Work instructions:
1 - Answer the following questions from the text on Betty Hutton, one answer per line, labeled as shown:
(a) At what age did Hutton die, and of what cause?
(b) What was her father's occupation?
(c) Which orchestra leader discovered her?
2 - Continue the text on Betty Hutton, starting after its final sentence.

Text segment:
--------
Betty Hutton, star of stage and screen, died Sunday at age 86 of complications from colon cancer.
Hutton was born Elizabeth June Thornburg on February 26, 1921 in Battle Creek, Michigan. Her father, a railroad foreman, left the family while Hutton was still young. She entered show business while still young, singing in a speakeasy run by her family at age 3. Hutton was discovered by orchestra leader Vincent Lopez and performed with his band for a few years. She made her film debut in several Warner Brothers shorts. By 1940 she was appearing on Broadway in Two For the Show. That same year she appeared on Broadway in Panama Hattie.
--------
Supplied material:
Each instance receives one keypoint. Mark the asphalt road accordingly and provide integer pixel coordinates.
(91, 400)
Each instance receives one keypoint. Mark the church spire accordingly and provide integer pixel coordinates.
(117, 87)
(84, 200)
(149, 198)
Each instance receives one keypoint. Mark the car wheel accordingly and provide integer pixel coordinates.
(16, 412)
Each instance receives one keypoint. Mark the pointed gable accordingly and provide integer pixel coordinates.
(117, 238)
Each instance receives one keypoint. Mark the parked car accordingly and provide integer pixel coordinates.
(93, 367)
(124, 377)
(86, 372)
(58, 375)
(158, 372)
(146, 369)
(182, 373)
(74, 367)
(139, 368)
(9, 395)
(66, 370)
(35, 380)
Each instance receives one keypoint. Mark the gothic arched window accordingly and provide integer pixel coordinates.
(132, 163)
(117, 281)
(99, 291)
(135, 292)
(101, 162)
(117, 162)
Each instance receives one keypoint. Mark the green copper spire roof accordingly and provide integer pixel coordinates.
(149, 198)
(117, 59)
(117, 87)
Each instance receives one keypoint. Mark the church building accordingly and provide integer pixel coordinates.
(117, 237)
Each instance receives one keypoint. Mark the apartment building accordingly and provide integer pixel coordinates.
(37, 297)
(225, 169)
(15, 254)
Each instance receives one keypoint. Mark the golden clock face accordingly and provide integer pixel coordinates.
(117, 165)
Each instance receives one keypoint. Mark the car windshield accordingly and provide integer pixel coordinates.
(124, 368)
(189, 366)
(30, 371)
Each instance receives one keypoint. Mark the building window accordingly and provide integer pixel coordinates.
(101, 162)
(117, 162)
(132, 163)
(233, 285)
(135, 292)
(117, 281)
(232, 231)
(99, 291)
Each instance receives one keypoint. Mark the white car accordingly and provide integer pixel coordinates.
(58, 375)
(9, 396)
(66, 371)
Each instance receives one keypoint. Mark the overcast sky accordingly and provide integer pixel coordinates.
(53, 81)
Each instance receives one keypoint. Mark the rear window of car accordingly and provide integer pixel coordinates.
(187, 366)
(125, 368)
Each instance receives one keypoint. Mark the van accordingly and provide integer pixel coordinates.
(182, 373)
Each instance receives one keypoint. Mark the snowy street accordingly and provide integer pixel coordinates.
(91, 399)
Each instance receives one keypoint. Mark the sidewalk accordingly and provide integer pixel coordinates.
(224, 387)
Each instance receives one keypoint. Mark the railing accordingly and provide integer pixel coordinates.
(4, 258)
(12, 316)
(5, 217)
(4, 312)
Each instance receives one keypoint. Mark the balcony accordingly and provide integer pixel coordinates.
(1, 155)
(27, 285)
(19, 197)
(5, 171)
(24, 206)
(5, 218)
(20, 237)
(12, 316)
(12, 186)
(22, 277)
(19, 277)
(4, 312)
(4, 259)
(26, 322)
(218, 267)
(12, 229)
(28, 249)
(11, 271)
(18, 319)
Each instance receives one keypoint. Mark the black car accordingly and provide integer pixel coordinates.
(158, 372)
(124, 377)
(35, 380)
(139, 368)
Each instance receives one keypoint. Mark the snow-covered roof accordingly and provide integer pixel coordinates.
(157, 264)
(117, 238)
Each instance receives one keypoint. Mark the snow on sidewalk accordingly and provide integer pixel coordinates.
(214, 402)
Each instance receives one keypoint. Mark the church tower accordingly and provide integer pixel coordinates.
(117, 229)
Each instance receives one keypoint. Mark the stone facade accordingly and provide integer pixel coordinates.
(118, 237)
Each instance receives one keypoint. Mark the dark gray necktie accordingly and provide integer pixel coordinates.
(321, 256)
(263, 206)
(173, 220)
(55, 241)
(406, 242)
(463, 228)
--------
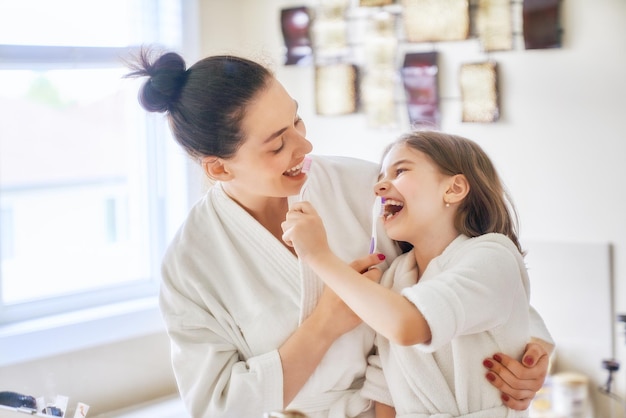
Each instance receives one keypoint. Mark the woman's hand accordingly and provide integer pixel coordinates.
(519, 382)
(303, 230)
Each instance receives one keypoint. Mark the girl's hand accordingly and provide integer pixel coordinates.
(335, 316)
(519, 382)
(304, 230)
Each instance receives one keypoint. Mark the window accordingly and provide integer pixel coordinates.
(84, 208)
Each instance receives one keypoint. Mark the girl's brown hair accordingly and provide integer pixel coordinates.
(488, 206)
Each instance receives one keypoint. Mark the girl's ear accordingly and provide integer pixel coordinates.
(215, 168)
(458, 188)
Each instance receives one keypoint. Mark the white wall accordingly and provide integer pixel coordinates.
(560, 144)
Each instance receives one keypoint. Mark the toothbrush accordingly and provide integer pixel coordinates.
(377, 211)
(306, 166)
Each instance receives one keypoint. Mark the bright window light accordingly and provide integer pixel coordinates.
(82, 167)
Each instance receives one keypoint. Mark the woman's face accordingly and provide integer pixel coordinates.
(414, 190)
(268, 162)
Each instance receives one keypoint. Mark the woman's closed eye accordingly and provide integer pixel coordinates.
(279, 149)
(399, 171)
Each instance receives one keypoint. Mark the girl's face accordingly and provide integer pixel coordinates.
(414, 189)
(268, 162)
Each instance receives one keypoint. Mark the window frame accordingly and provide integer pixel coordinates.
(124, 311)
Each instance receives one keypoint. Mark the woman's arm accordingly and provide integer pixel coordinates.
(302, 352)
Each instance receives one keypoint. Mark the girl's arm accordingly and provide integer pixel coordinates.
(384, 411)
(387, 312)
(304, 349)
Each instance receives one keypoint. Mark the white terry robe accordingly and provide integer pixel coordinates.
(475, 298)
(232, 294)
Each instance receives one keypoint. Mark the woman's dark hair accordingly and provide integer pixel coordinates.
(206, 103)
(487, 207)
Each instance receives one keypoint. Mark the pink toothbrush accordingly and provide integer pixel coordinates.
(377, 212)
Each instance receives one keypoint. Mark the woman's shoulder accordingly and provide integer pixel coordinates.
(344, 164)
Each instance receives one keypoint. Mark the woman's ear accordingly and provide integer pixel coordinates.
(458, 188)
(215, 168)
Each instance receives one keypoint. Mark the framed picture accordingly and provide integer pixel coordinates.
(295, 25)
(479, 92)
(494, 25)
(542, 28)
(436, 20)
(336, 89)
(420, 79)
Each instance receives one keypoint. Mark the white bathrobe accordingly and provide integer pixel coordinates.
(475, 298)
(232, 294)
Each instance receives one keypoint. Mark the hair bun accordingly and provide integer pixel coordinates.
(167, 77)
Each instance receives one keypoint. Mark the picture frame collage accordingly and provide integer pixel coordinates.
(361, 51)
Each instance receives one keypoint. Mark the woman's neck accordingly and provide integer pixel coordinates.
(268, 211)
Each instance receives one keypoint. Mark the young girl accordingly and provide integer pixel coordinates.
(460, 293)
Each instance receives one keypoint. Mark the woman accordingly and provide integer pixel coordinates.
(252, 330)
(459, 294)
--------
Results by task:
1 -
(a) She died at age 86 of complications from colon cancer.
(b) He was a railroad foreman.
(c) Vincent Lopez discovered her.

2 -
It was in 1942 that she made her feature film debut in The Fleet's In. For the next several years she appeared in such films as The Miracle of Morgan Creek, Incendiary Blonde, and The Stork Club. She played Pearl White in the bio flick The Perils of Pauline in 1947. Perhaps her biggest claim to fame came when she replaced Judy Garland as Annie Oakley in Annie Get Your Gun. Hutton made the part all her own and it remains the role for which she is most famous. She appeared in the lead role in the big budget extravaganza The Greatest Show on Earth. Unfortunately for Hutton, after appearing in the film Somebody Loves Me, she insisted that her husband at the time, Charles O'Curran and Paramount refused. As a result, Hutton broke her contract and effectively ended her film career.
Hutton would return to the stage, appearing on Broadway in Betty Hutton and Her All-Star International Show in the early Fifties. In the Sixties she would appear on Broadway in Fade In, Fade Out. She would also play Miss Hannigan in Annie in the Seventies, replacing Dorothy Loudon.
Hutton also made a career for herself in television. She starred in the NBC TV special Satins and Spurs in 1954 and had her own show during the 1959-1960 season. She made guest appearances on Burke's Law, Gunsmoke, and Baretta. Following her acting career, Hutton would get a master's degree from Salve Regina, a Catholic college. She would go on to teach acting and oral interpretation at Emerson College.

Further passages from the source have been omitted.